Android + Apache POI,我需要阅读.docx并转换为文本

时间:2019-09-10 12:43:57

标签: java android apache-poi

我需要阅读.docx并转换为文本。我正在尝试使用库Apache POI,但出现一些错误

build.gradle

apply plugin: 'com.android.application'

apply plugin: 'kotlin-android'

apply plugin: 'kotlin-android-extensions'

android {
    compileSdkVersion 29
    defaultConfig {
        applicationId "by.roman.irtov.apachepoi"
        minSdkVersion 23
        targetSdkVersion 29
        versionCode 1
        versionName "1.0"
        multiDexEnabled true
    }
    buildTypes {
        release {
            minifyEnabled false
            proguardFiles getDefaultProguardFile('proguard-android-optimize.txt'), 'proguard-rules.pro'
        }
    }

    compileOptions {
        sourceCompatibility = 1.8
        targetCompatibility = 1.8
    }

}

dependencies {
    implementation fileTree(dir: 'libs', include: ['*.jar'])
    implementation "org.jetbrains.kotlin:kotlin-stdlib-jdk7:$kotlin_version"
    implementation 'androidx.appcompat:appcompat:1.0.2'
    implementation 'androidx.core:core-ktx:1.0.2'
    implementation 'androidx.constraintlayout:constraintlayout:1.1.3'
    implementation 'com.android.support:multidex:1.0.3'
    implementation 'org.apache.poi:poi:4.1.0'
    implementation 'org.apache.poi:poi-ooxml:4.1.0'
}

应用

class App : MultiDexApplication() {

    override fun onCreate() {
        super.onCreate()
        MultiDex.install(this)
    }
}

块正在读取docx

private fun readDocx(){
        try {
            val dir = Environment.getExternalStorageDirectory()
            val yourFile = File(dir, "test.docx")
            val opcPackage = OPCPackage.open(yourFile, PackageAccess.READ)
            val docx = XWPFDocument(opcPackage)
○ ○ ○
任务列表:
(1) 请统计条目中含有“sliced”的行数，仅给出该数字。
(2) 请接着在 Android 中用 Apache POI 读取 .docx 文件的那篇帖子，从其最后显示的一行之后继续撰写。
上方帖子与下方条目分别出自不同来源。
○ ○ ○
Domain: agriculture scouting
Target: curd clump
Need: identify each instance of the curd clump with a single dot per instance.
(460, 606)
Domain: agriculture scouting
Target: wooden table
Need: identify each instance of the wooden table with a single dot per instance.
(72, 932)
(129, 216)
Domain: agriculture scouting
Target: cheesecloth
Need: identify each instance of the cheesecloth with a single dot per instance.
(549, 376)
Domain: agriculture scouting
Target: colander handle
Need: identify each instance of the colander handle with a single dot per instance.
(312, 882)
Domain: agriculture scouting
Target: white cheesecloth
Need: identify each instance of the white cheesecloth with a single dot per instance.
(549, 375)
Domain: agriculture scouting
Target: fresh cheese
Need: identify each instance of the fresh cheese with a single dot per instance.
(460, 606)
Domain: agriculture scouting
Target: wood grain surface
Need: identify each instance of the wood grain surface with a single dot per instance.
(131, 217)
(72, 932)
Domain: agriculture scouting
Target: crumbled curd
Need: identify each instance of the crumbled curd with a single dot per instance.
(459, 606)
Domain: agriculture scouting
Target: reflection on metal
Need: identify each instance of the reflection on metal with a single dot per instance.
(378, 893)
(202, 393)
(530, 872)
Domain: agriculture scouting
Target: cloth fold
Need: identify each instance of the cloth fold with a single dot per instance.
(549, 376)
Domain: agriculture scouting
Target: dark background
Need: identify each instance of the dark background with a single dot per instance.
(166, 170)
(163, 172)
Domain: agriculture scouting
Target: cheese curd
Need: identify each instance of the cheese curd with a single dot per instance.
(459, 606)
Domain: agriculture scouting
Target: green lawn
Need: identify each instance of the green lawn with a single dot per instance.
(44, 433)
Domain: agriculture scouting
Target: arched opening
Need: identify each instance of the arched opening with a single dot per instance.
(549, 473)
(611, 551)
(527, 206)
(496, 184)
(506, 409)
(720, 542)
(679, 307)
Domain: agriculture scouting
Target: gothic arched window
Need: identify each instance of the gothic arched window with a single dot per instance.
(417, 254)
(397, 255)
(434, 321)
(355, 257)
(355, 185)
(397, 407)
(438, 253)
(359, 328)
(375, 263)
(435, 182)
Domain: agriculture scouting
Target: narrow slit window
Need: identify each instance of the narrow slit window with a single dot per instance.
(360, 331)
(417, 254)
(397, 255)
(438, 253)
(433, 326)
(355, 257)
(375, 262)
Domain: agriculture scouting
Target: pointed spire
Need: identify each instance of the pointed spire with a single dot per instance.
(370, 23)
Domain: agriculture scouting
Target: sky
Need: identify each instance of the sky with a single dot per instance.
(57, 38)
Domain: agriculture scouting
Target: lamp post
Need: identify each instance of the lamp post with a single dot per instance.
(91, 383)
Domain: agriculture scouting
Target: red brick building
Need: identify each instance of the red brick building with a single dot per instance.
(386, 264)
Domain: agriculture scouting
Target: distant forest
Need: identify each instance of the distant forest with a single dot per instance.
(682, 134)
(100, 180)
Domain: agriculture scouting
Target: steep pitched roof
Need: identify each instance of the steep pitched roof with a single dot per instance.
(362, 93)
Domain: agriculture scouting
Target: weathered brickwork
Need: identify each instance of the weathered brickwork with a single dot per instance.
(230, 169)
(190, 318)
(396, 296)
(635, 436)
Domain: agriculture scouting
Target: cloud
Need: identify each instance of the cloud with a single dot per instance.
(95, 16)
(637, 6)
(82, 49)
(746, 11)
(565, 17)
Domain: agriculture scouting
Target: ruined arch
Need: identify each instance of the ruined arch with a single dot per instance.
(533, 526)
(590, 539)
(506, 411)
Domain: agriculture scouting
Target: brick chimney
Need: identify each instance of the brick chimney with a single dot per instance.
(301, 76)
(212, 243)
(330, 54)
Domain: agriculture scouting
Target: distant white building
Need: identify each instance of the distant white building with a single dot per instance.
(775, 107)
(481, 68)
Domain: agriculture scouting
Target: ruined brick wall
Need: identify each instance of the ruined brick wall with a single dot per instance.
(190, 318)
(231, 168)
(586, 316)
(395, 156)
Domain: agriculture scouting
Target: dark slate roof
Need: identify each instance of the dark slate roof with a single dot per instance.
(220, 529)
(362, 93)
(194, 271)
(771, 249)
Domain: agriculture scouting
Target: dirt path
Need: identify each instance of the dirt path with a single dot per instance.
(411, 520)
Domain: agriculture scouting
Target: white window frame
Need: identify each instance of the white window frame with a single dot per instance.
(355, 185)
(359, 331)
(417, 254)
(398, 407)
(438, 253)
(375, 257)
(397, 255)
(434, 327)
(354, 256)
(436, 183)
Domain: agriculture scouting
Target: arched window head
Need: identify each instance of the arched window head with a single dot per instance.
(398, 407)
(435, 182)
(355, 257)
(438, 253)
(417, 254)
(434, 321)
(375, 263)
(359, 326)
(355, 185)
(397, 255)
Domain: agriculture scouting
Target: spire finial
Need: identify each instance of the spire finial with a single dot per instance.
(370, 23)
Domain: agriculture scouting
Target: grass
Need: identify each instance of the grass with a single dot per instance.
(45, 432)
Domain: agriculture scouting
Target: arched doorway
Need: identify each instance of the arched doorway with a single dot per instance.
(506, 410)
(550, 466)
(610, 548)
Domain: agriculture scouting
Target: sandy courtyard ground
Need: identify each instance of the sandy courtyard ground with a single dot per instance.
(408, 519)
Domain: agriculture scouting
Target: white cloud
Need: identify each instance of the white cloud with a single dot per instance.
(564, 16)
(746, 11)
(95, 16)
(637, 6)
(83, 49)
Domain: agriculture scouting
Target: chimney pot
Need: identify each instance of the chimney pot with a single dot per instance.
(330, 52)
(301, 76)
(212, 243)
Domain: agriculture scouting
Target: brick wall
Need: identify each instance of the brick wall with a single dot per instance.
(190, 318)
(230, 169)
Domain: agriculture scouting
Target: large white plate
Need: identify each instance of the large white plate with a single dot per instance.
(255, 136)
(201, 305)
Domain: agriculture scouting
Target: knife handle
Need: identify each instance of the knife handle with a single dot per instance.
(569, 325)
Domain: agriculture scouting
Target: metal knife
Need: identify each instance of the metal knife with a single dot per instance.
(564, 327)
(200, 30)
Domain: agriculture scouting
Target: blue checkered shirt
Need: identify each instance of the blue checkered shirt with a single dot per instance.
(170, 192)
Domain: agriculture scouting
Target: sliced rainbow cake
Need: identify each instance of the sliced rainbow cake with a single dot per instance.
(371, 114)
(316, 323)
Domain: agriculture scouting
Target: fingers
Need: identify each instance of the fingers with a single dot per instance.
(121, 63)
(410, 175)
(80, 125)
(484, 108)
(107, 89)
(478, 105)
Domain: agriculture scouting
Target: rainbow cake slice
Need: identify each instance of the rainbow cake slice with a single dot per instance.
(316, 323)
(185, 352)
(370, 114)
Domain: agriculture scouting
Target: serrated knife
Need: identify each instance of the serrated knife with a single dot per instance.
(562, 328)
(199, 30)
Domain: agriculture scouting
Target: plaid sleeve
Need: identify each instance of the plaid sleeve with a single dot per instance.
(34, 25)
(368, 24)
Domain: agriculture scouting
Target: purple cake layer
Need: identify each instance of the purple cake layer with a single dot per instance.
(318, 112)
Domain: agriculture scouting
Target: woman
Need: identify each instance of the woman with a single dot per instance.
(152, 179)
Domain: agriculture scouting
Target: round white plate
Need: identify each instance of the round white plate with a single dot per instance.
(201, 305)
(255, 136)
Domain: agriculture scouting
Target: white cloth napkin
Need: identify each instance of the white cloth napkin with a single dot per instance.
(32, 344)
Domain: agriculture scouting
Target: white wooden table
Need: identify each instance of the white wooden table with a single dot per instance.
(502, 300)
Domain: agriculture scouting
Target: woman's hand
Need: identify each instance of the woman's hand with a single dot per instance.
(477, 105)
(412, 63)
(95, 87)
○ ○ ○
答复列表:
(1) 2

(2)
            val wx = XWPFWordExtractor(docx)
            val text = wx.text
        } catch (ex: Exception) {
            ex.printStackTrace()
        }
    }

在一行-val docx = XWPFDocument(opcPackage)我遇到错误->

FATAL EXCEPTION: main
    Process: by.roman.irtov.apachepoi, PID: 8158
    java.lang.NoClassDefFoundError: Failed resolution of: Ljavax/xml/stream/XMLStreamReader;
        at org.apache.xmlbeans.XmlBeans.buildStreamToNodeMethod(XmlBeans.java:251)
        at org.apache.xmlbeans.XmlBeans.<clinit>(XmlBeans.java:138)
        at org.apache.xmlbeans.XmlBeans.typeLoaderForClassLoader(XmlBeans.java:719)
        at org.openxmlformats.schemas.wordprocessingml.x2006.main.DocumentDocument$Factory.getTypeLoader(Unknown Source:25)
        at org.openxmlformats.schemas.wordprocessingml.x2006.main.DocumentDocument$Factory.parse(Unknown Source:0)
        at org.apache.poi.xwpf.usermodel.XWPFDocument.onDocumentRead(XWPFDocument.java:178)
        at org.apache.poi.ooxml.POIXMLDocument.load(POIXMLDocument.java:184)
        at org.apache.poi.xwpf.usermodel.XWPFDocument.<init>(XWPFDocument.java:138)
        at by.roman.irtov.apachepoi.MainActivity.openOpenPDF(MainActivity.kt:50)
        at by.roman.irtov.apachepoi.MainActivity.access$openOpenPDF(MainActivity.kt:15)
        at by.roman.irtov.apachepoi.MainActivity$onCreate$1.onClick(MainActivity.kt:22)
        at android.view.View.performClick(View.java:6608)
        at android.view.View.performClickInternal(View.java:6585)
        at android.view.View.access$3100(View.java:785)
        at android.view.View$PerformClick.run(View.java:25921)
        at android.os.Handler.handleCallback(Handler.java:873)
        at android.os.Handler.dispatchMessage(Handler.java:99)
        at android.os.Looper.loop(Looper.java:201)
        at android.app.ActivityThread.main(ActivityThread.java:6810)
        at java.lang.reflect.Method.invoke(Native Method)
        at com.android.internal.os.RuntimeInit$MethodAndArgsCaller.run(RuntimeInit.java:547)
        at com.android.internal.os.ZygoteInit.main(ZygoteInit.java:873)
     Caused by: java.lang.ClassNotFoundException: Didn't find class "javax.xml.stream.XMLStreamReader" on path: DexPathList[[zip file "/data/app/by.roman.irtov.apachepoi-dz-oAIxqfj8GBAesyNnFKA==/base.apk"],nativeLibraryDirectories=[/data/app/by.roman.irtov.apachepoi-dz-oAIxqfj8GBAesyNnFKA==/lib/arm64, /system/lib64]]
        at dalvik.system.BaseDexClassLoader.findClass(BaseDexClassLoader.java:134)
        at java.lang.ClassLoader.loadClass(ClassLoader.java:379)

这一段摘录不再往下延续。